(Saved entries)
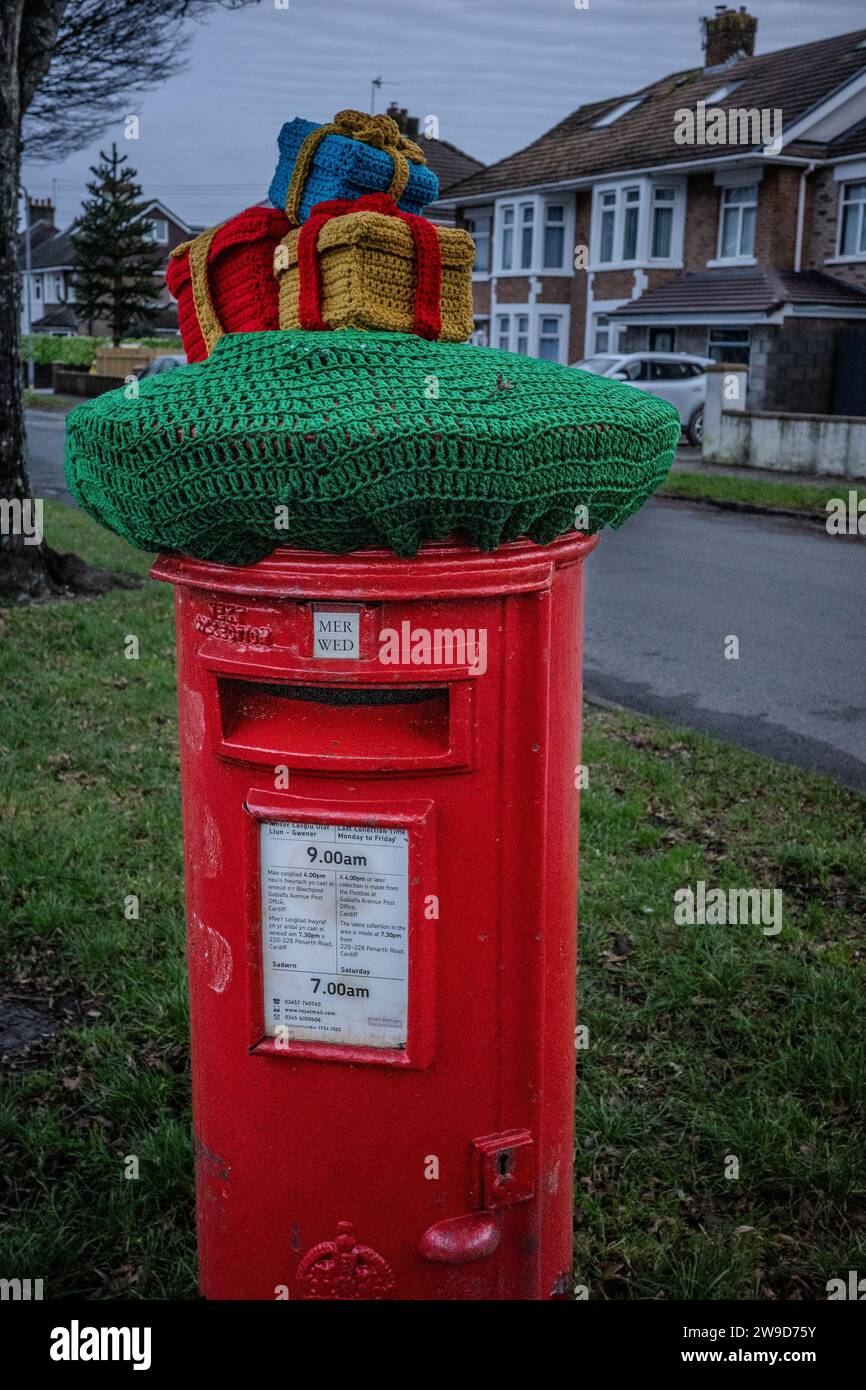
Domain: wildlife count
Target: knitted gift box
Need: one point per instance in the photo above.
(352, 154)
(224, 280)
(337, 441)
(366, 264)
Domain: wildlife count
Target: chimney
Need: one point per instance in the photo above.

TASK GOAL >> The lines to copy are those in the records above containing the word "Target".

EXPECTED ANSWER >>
Target: knitted gift box
Target: chimney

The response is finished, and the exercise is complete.